═════ Text section ═════
This lesson is being piloted (Beta version)

Refactoring

Overview

Teaching: 30 min
Exercises: 30 min
Questions
  • What is refactoring?

  • How should I structure code to separate functionality?

  • How can I separate configuration from code?

Objectives
  • Use modules to separate functionality from the main flow of a program

  • Use type annotations to describe the behaviour of a function

  • Use configuration files to separate configuration from code

Refactoring

Refactoring

Code refactoring is the process of restructuring existing computer code—changing the factoring—without changing its external behavior. Refactoring is intended to improve nonfunctional attributes of the software. Advantages include improved code readability and reduced complexity; these can improve source-code maintainability and create a more expressive internal architecture or object model to improve extensibility.

– Wikipedia - Code refactoring

While most IDEs provide some support for automated refactoring, this tends not to work so well with dynamically typed languages like Python. When refactoring a statically typed language, it is easy for the IDE to recognise that one use of a variable, function or class is the same as another, since any use of the same identifier across multiple files must have been explicitly identified (by e.g. including the header files). Dynamic languages, like Python, do not have this requirement, so it is much more difficult to check that an identifier refers to the same object.
═════ Record extracts ═════
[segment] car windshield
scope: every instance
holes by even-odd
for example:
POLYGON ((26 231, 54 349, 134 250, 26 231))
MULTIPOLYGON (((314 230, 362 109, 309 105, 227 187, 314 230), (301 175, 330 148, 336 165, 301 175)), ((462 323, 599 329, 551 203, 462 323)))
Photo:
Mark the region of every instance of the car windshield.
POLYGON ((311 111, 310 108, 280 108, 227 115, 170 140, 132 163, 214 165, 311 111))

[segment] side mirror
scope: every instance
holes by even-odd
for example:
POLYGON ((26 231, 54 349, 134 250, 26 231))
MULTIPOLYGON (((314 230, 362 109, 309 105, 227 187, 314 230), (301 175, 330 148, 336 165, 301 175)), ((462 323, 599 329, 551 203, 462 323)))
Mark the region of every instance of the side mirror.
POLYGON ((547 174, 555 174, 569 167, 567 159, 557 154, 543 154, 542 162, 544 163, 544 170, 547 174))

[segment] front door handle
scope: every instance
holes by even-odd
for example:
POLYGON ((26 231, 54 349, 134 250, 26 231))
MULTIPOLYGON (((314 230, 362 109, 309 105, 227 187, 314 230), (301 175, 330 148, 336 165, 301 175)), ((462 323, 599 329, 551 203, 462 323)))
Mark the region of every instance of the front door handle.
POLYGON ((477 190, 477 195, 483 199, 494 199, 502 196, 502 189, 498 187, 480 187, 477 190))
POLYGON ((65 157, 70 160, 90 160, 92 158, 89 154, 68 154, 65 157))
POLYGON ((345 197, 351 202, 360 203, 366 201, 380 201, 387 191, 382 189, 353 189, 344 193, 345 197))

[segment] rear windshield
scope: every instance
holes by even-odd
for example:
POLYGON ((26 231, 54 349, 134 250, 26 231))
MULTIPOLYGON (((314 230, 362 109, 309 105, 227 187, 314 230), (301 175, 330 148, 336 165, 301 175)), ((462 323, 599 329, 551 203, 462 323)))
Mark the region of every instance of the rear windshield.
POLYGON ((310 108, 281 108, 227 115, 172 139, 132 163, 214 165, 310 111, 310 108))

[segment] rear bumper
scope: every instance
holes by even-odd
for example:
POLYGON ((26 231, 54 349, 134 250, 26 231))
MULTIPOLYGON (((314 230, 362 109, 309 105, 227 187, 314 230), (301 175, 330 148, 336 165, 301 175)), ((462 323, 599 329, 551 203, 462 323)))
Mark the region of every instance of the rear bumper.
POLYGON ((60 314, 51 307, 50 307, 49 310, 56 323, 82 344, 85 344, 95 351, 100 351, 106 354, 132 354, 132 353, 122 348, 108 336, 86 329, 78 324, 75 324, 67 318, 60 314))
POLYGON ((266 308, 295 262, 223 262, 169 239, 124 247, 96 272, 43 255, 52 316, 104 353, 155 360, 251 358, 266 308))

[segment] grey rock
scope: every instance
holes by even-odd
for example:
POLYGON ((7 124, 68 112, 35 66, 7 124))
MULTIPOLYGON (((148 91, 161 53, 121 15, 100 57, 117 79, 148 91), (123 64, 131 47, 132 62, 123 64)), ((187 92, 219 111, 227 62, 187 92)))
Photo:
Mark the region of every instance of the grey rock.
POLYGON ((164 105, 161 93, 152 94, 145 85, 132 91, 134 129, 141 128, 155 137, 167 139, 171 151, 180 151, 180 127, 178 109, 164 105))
═════
■ Objective 1
Reproduce the part of the refactoring lesson that starts at the words "Code refactoring is" and stops after "to improve extensibility.".
■ Objective 2
Translate this sentence from the refactoring lesson into Spanish: "Refactoring is intended to improve nonfunctional attributes of the software."
The entries have no connection to the refactoring lesson.

■ Written answer 1
Code refactoring is the process of restructuring existing computer code—changing the factoring—without changing its external behavior. Refactoring is intended to improve nonfunctional attributes of the software. Advantages include improved code readability and reduced complexity; these can improve source-code maintainability and create a more expressive internal architecture or object model to improve extensibility.

■ Written answer 2
La refactorización tiene como objetivo mejorar los atributos no funcionales del software.